--- TASK REQUIREMENTS ---
Transcribe the material exactly. Images do not belong in the copy.

--- MATERIAL FOR THIS EXERCISE ---
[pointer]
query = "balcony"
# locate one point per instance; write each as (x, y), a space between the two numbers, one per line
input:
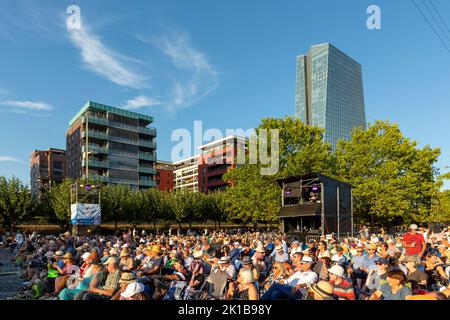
(149, 131)
(96, 120)
(100, 178)
(147, 170)
(123, 140)
(96, 163)
(147, 143)
(95, 148)
(123, 181)
(95, 134)
(147, 156)
(147, 183)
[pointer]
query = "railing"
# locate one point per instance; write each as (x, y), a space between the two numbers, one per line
(147, 183)
(96, 163)
(123, 140)
(147, 170)
(147, 156)
(95, 134)
(147, 143)
(149, 131)
(99, 178)
(123, 181)
(95, 148)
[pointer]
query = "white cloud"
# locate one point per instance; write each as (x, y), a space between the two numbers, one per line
(193, 78)
(27, 105)
(141, 101)
(103, 61)
(10, 159)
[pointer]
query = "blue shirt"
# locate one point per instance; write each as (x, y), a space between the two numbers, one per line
(399, 295)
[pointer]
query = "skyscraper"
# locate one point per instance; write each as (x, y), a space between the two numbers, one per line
(329, 92)
(112, 145)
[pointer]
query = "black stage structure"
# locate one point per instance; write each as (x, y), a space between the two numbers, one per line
(315, 205)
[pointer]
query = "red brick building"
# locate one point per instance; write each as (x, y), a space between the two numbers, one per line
(164, 175)
(215, 159)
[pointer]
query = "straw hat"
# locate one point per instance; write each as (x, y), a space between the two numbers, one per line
(68, 256)
(127, 277)
(323, 289)
(124, 253)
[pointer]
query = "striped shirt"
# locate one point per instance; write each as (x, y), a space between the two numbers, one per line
(344, 290)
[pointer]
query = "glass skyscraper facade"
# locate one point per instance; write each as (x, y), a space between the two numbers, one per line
(329, 92)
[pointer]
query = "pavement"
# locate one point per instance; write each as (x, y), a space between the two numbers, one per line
(9, 276)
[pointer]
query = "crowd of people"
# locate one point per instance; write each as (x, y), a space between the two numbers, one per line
(231, 265)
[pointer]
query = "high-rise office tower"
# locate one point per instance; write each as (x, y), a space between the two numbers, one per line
(112, 145)
(329, 92)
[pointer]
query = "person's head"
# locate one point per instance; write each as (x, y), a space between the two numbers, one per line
(413, 228)
(245, 276)
(323, 290)
(382, 264)
(322, 245)
(396, 278)
(134, 291)
(306, 263)
(111, 264)
(410, 263)
(336, 273)
(372, 249)
(279, 269)
(298, 256)
(68, 258)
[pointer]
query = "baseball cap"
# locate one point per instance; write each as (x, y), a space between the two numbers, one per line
(337, 270)
(132, 289)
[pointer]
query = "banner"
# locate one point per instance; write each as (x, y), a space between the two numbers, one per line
(85, 214)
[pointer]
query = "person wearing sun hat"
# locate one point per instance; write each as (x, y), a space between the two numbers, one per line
(343, 289)
(414, 243)
(134, 291)
(125, 279)
(126, 261)
(111, 285)
(296, 285)
(323, 290)
(153, 262)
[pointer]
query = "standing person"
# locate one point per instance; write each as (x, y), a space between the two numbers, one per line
(111, 285)
(296, 285)
(245, 288)
(343, 289)
(394, 289)
(414, 243)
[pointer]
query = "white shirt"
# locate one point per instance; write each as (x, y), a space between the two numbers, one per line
(300, 277)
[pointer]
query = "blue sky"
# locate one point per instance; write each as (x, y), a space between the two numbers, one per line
(226, 63)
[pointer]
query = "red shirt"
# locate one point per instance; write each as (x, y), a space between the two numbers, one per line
(415, 243)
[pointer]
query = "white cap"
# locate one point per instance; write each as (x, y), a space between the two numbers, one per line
(337, 270)
(198, 254)
(132, 289)
(335, 258)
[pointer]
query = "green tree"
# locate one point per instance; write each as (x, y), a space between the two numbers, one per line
(393, 179)
(253, 197)
(115, 203)
(15, 202)
(60, 200)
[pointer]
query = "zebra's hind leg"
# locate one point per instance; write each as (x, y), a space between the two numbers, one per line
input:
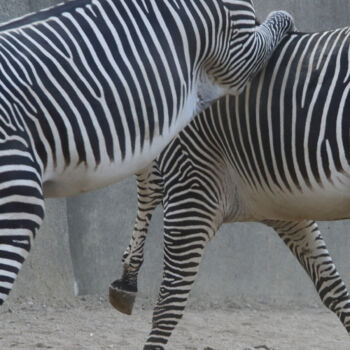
(306, 243)
(21, 214)
(122, 292)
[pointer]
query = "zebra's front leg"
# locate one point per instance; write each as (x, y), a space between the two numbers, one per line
(306, 243)
(187, 232)
(21, 214)
(122, 292)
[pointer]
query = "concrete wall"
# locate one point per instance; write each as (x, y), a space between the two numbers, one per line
(244, 261)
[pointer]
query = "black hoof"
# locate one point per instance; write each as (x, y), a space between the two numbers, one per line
(122, 298)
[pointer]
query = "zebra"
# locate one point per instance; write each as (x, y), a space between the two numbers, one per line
(92, 90)
(278, 154)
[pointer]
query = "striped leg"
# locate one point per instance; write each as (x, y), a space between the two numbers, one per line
(21, 213)
(122, 292)
(306, 243)
(187, 232)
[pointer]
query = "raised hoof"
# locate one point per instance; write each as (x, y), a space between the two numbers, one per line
(121, 299)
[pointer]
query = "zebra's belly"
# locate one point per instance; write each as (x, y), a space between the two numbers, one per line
(84, 179)
(327, 203)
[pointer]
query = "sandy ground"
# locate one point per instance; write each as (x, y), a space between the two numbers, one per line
(90, 323)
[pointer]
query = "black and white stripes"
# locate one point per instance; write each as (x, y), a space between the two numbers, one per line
(92, 90)
(279, 153)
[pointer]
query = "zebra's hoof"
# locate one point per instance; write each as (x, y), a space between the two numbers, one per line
(121, 298)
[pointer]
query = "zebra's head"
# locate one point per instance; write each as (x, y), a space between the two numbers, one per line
(245, 45)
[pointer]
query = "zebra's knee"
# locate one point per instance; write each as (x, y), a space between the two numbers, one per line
(20, 218)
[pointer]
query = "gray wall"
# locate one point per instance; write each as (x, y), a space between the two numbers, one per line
(244, 261)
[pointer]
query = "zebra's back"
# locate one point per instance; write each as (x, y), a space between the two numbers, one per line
(281, 149)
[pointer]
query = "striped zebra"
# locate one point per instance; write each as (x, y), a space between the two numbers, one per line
(278, 154)
(92, 90)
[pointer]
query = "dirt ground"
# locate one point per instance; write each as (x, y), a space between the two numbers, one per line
(90, 323)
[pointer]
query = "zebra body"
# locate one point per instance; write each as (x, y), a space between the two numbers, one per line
(92, 90)
(102, 86)
(279, 154)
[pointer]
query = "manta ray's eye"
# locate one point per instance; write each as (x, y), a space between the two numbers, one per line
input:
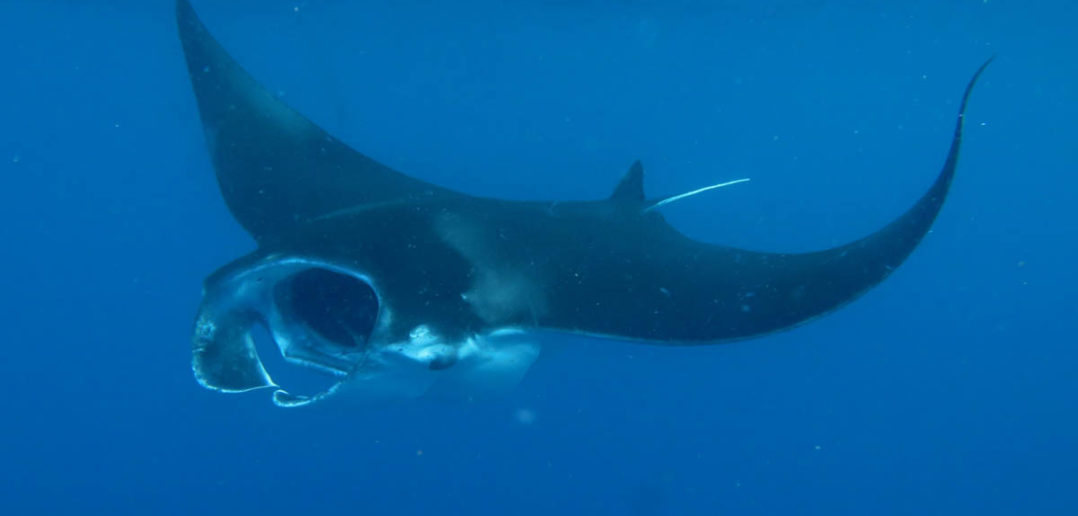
(337, 307)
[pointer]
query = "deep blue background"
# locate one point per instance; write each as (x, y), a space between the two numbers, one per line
(950, 389)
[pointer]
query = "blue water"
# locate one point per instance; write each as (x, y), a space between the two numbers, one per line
(950, 389)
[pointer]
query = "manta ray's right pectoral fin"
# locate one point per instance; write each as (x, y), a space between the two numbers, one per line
(275, 166)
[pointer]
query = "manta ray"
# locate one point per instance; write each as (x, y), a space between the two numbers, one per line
(373, 276)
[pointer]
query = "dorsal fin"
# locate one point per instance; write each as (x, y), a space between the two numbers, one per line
(631, 187)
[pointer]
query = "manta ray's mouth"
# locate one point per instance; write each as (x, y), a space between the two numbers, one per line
(320, 316)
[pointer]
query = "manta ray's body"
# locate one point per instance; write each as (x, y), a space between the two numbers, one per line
(362, 270)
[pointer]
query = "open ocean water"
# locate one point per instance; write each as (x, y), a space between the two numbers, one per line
(950, 389)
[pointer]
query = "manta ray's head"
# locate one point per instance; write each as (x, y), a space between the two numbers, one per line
(333, 319)
(321, 316)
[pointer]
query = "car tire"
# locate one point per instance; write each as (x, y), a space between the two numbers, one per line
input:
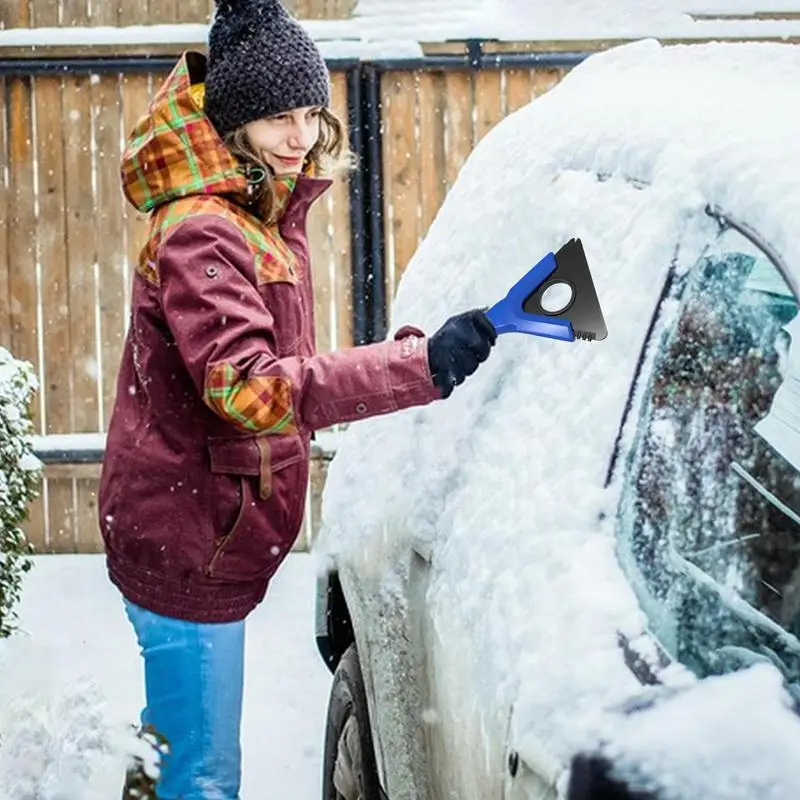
(349, 771)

--- WRITTEN ANSWER ---
[pointer]
query = "balcony"
# locate one point per instance; write each as (x, y), a space between the two numbers, one per line
input:
(149, 131)
(96, 120)
(100, 178)
(147, 170)
(123, 140)
(96, 163)
(147, 143)
(95, 148)
(123, 181)
(95, 134)
(147, 156)
(147, 183)
[pointer]
query = "railing"
# locate one point per instance; write each as (x, y), a space between the two numbers, one per line
(147, 183)
(96, 163)
(123, 140)
(147, 170)
(147, 156)
(95, 134)
(147, 143)
(149, 131)
(99, 178)
(123, 181)
(95, 148)
[pointer]
query = "white cloud"
# locate one point per instance; write each as (x, y), a space between the two numbers, one per line
(193, 78)
(27, 105)
(141, 101)
(103, 61)
(10, 159)
[pointer]
query = "blue shirt"
# locate one point per instance; write each as (x, y), a space between the two numbers, one per line
(399, 295)
[pointer]
query = "skyscraper"
# locate one point per instance; write each as (x, y), a space between the two numbers, one per line
(329, 92)
(112, 145)
[pointer]
query = "black stage structure"
# locate one point per instance; write each as (x, y), a space between the two numbers, one per line
(315, 205)
[pointer]
query = "red brick building"
# locate one point per instance; write each as (x, y), a space between the two numbers, one per line
(164, 175)
(215, 159)
[pointer]
query = "straw hat"
# locate one point per instance; write each as (x, y), a space between the two numbers, one per line
(68, 256)
(127, 277)
(323, 289)
(124, 253)
[pointer]
query = "striped shirt"
# locate one point per instance; write each as (x, y), a space between the two numbers, one per line
(344, 290)
[pointer]
query = "glass skyscraper facade"
# locate one point per instance; write each as (x, y), a space between the two numbers, one per line
(329, 92)
[pointer]
query = "pavement"
# locate one point per instance; write each as (x, y), a space between the two numbers, one per line
(9, 276)
[pointer]
query = "crowd of people"
# locate one point per instance; write each as (x, y), a space between the two numbers, one per line
(231, 265)
[pointer]
query = "high-rise office tower"
# locate one point per instance; write each as (x, y), a space between the two numbers, one per line
(112, 145)
(329, 92)
[pointer]
query = "person's head"
# locate one point per instance; write each as (x, y), a space between the two numbers, one per line
(413, 228)
(245, 276)
(323, 290)
(382, 264)
(322, 245)
(396, 278)
(134, 291)
(306, 263)
(111, 264)
(410, 263)
(336, 273)
(372, 249)
(279, 269)
(298, 256)
(68, 258)
[pointer]
query = "baseball cap"
# locate one point per instance; write each as (x, y), a space between the two numbers, one per line
(337, 270)
(132, 289)
[pointer]
query = "banner"
# locate one point per instance; write each as (x, y), a space between the two numbers, one per line
(85, 214)
[pointer]
query = "person wearing sun hat"
# locate one point per instance; write each as (x, y), a space between the two numbers, one per line
(343, 289)
(414, 243)
(134, 291)
(125, 279)
(126, 261)
(111, 285)
(296, 285)
(323, 290)
(153, 262)
[pointer]
query = "standing person"
# locate one point per instance; write each as (x, y), a space between the two numbers, one per line
(111, 285)
(296, 285)
(245, 288)
(343, 289)
(394, 289)
(414, 243)
[pointer]
query = "white shirt"
# locate one point per instance; write each as (x, y), a space between the two numbers, one per line
(300, 277)
[pointer]
query = "blue sky"
# locate one point per instance; write each as (x, y), a space between the two numbers, one per line
(226, 63)
[pointer]
query = "red shirt"
# locate one point per instance; write each as (x, y), a space between the two numbers, one per line
(415, 243)
[pointer]
query = "white cap"
# locate one point per instance; write each as (x, y), a space between the two numbers, one per line
(337, 270)
(198, 254)
(132, 289)
(335, 258)
[pointer]
query = "green tree"
# locate one point per instance; write each as (x, y), a space between the two numbers, one per line
(393, 179)
(253, 197)
(115, 203)
(15, 202)
(60, 200)
[pointer]
query = "zebra's hind leg"
# locate one point per instance; write each as (x, y), a space between the two numbers, one per line
input:
(306, 243)
(21, 214)
(122, 292)
[pointer]
query = "zebra's front leg"
# locate one point per instance; write each as (x, y), a space between the two numbers, one per line
(306, 243)
(187, 232)
(21, 214)
(122, 292)
[pointer]
query = "concrete wall"
# locate one point per instance; write each as (x, y), a space between the two numbers, one per line
(244, 261)
[pointer]
query = "black hoof"
# locate one point per instance; write each as (x, y), a space between the two numbers, one per line
(122, 298)
[pointer]
query = "zebra"
# locate one point per instance; write each as (x, y), a space between the two numbers, one per line
(92, 90)
(278, 154)
[pointer]
query = "striped leg"
# locate one point per instance; write each as (x, y), a space between the two numbers, one per line
(21, 213)
(122, 292)
(306, 243)
(187, 232)
[pointer]
query = "raised hoof"
# locate one point per instance; write each as (x, y), a space between the two numbers, one per line
(121, 299)
[pointer]
query = "zebra's belly"
# locate one point per instance; write each as (x, y), a space between the two numbers, one per line
(84, 179)
(327, 203)
[pointer]
query = "sandy ground"
# locate one point per instance; write each as (x, y), a space between the two numbers, one per line
(90, 323)
[pointer]
query = "black and white stripes"
# locate one point per instance; write each as (x, y), a space between the two numbers, one per line
(92, 90)
(279, 153)
[pointer]
query = "zebra's hoof"
# locate one point per instance; write each as (x, y), a space between the two numbers, one per line
(121, 298)
[pointer]
query = "zebra's head"
# locate one point per instance; write each as (x, y), a space between the two numbers, one per line
(245, 45)
[pointer]
query = "zebra's knee"
# locate one point per instance; write each as (x, y), a space between the two numbers, one per line
(20, 218)
[pointer]
query = "gray wall"
# locate one point per instance; write each as (x, y), a space between the two numbers, one per line
(244, 261)
[pointer]
query = "zebra's back"
# locate one point per instance; write each as (x, y), a space between the two numbers, one per line
(281, 149)
[pointer]
query = "striped zebra"
# locate one point per instance; write each as (x, y), a space between the two numbers, one per line
(278, 154)
(92, 90)
[pointer]
query = "dirt ground"
# locate one point per instance; write each as (x, y), a space between the two numbers, one per line
(90, 323)
[pointer]
query = "zebra body"
# locate one point per instance; write each as (x, y), a space between the two numbers, one per line
(92, 90)
(102, 86)
(279, 154)
[pointer]
query = "manta ray's eye"
# locate one point per instance; write each as (x, y), a space between the two numbers, one per line
input:
(337, 307)
[pointer]
query = "deep blue background"
# locate one point per instance; write each as (x, y), a space between the two numbers, one per line
(950, 389)
[pointer]
query = "blue water"
# locate one point per instance; write each as (x, y), a space between the two numbers, one per line
(950, 389)
[pointer]
query = "manta ray's right pectoral fin"
# locate one point per instance; write each as (x, y), a space between the two numbers, one per line
(275, 166)
[pointer]
query = "manta ray"
# locate one point per instance; write each as (x, y), a space between the two numbers, one per line
(373, 276)
[pointer]
query = "dorsal fin"
# locate one point per instance; write each as (x, y), a space between the two numbers, one per line
(631, 187)
[pointer]
query = "manta ray's mouth"
# locate one point per instance; write each as (x, y), a space between the two numbers, one per line
(320, 316)
[pointer]
query = "manta ray's body"
# locate one point per instance; write each as (x, y), a space between the two numbers, one per line
(362, 270)
[pointer]
query = "open ocean water"
# locate one point per instance; write each as (x, y), a space between the two numbers, one per line
(950, 389)
[pointer]
query = "manta ray's head"
# locate one point per instance; write each as (x, y), a space between the two numbers, one per line
(333, 319)
(321, 316)
[pointer]
query = "car tire"
# locate one point per instance; write each as (x, y), a space between the two numbers, one per line
input:
(349, 771)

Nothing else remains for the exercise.